Collected data:
--------------------------------------------------

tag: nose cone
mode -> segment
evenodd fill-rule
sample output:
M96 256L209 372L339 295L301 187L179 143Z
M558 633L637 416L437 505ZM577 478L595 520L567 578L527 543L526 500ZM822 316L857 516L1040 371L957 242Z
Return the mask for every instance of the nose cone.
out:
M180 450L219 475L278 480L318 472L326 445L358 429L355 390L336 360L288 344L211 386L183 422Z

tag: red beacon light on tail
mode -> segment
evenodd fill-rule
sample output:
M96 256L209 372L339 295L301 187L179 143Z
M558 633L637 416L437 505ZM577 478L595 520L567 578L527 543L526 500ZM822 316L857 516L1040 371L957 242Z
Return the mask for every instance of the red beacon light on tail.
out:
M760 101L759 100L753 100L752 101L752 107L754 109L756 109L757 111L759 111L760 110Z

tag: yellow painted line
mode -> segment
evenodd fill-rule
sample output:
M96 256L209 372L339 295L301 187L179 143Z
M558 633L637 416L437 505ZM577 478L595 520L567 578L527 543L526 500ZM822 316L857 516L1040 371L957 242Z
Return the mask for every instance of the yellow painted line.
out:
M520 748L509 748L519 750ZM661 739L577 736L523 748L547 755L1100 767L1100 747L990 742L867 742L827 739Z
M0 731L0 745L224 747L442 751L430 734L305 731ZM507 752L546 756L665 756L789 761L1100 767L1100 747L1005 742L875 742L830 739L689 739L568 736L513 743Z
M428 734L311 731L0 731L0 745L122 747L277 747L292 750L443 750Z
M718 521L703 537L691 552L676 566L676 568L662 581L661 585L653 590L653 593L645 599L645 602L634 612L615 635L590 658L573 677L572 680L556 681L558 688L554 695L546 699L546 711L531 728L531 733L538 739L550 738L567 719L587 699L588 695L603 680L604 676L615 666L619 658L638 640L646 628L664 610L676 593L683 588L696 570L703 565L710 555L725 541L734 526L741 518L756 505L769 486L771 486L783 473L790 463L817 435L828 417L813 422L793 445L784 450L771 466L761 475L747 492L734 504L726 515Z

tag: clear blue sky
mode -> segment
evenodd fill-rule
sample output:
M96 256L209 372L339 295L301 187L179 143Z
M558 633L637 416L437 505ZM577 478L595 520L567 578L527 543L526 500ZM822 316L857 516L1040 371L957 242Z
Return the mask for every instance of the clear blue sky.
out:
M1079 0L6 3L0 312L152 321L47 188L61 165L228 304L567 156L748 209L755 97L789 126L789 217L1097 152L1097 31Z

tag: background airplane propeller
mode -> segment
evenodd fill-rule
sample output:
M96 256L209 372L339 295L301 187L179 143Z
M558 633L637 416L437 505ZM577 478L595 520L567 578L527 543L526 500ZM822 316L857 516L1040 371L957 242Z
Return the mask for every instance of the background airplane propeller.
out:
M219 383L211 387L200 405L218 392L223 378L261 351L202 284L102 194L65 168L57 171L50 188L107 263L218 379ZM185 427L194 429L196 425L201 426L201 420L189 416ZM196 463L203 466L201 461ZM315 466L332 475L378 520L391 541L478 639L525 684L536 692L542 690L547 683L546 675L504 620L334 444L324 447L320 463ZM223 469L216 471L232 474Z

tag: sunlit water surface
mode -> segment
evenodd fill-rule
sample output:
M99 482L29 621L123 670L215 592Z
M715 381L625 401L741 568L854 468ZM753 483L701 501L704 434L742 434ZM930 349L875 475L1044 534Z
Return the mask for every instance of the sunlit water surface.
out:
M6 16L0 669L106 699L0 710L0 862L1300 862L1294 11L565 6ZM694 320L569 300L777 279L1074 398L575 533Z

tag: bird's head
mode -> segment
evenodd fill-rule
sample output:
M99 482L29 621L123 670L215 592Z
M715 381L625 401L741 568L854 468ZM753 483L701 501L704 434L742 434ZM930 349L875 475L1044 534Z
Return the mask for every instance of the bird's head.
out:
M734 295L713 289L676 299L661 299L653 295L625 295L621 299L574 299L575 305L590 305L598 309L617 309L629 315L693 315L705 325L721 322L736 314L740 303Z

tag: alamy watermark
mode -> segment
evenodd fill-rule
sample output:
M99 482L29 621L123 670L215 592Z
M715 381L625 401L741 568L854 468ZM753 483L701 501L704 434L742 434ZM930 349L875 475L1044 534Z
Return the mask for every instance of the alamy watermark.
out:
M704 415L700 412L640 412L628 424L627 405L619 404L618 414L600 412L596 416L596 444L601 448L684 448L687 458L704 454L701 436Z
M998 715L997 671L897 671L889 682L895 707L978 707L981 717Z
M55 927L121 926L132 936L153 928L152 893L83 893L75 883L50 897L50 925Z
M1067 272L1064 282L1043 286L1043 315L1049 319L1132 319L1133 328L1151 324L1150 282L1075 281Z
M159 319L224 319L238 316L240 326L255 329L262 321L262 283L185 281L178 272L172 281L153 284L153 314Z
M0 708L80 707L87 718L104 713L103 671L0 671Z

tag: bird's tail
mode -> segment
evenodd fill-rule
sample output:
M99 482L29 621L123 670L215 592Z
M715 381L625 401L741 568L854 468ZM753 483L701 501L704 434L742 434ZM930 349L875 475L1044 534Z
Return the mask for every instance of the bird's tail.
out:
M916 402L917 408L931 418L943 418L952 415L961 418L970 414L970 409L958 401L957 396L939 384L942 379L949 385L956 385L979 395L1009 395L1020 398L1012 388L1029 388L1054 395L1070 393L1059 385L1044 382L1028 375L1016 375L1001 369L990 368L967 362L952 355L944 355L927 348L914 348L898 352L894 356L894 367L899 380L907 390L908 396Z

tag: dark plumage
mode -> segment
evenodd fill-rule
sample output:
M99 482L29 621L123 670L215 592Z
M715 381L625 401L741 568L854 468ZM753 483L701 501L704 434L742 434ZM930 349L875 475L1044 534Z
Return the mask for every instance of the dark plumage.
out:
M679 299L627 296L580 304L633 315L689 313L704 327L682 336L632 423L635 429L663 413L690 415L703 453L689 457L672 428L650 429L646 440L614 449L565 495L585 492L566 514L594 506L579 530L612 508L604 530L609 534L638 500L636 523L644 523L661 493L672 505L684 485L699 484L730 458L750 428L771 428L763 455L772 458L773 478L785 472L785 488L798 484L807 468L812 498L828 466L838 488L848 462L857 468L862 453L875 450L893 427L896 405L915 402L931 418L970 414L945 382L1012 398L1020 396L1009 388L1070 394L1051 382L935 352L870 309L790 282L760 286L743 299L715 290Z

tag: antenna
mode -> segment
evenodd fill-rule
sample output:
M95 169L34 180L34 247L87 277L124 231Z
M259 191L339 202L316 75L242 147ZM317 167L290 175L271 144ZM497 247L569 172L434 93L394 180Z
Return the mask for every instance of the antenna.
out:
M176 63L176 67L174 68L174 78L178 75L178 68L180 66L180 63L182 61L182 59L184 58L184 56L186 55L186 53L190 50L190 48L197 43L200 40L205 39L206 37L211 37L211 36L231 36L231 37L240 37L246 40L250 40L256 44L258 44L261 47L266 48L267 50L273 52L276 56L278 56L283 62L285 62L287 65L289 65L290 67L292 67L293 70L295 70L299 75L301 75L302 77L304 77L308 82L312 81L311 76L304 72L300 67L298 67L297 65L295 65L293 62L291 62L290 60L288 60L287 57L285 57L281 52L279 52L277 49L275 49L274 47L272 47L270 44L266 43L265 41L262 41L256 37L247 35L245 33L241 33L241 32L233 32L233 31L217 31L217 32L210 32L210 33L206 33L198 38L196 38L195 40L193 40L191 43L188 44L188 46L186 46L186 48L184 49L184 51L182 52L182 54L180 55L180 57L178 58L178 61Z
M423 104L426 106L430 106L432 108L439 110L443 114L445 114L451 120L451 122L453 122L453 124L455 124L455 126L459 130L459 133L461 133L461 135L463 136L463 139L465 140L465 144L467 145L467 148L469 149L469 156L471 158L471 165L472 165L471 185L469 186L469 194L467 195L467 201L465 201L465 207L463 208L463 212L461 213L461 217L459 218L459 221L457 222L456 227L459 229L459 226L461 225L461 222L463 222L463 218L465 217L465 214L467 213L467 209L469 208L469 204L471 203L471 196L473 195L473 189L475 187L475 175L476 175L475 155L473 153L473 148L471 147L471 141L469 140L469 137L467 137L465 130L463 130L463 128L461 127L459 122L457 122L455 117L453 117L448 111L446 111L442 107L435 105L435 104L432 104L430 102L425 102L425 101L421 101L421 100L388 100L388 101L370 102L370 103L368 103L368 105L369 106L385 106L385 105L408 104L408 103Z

--------------------------------------------------

DIRECTIONS: Write out exactly the lines above between the line with "M95 169L34 180L34 247L87 277L124 231Z" and the line with "Return the mask for every instance of the antenna.", inclusive, and nothing beyond them.

WRITTEN RESPONSE:
M95 169L34 180L34 247L87 277L124 231Z
M259 191L339 202L316 75L242 147ZM317 167L290 175L271 144ZM497 247L569 172L434 93L394 180Z
Return the mask for every instance of the antenna.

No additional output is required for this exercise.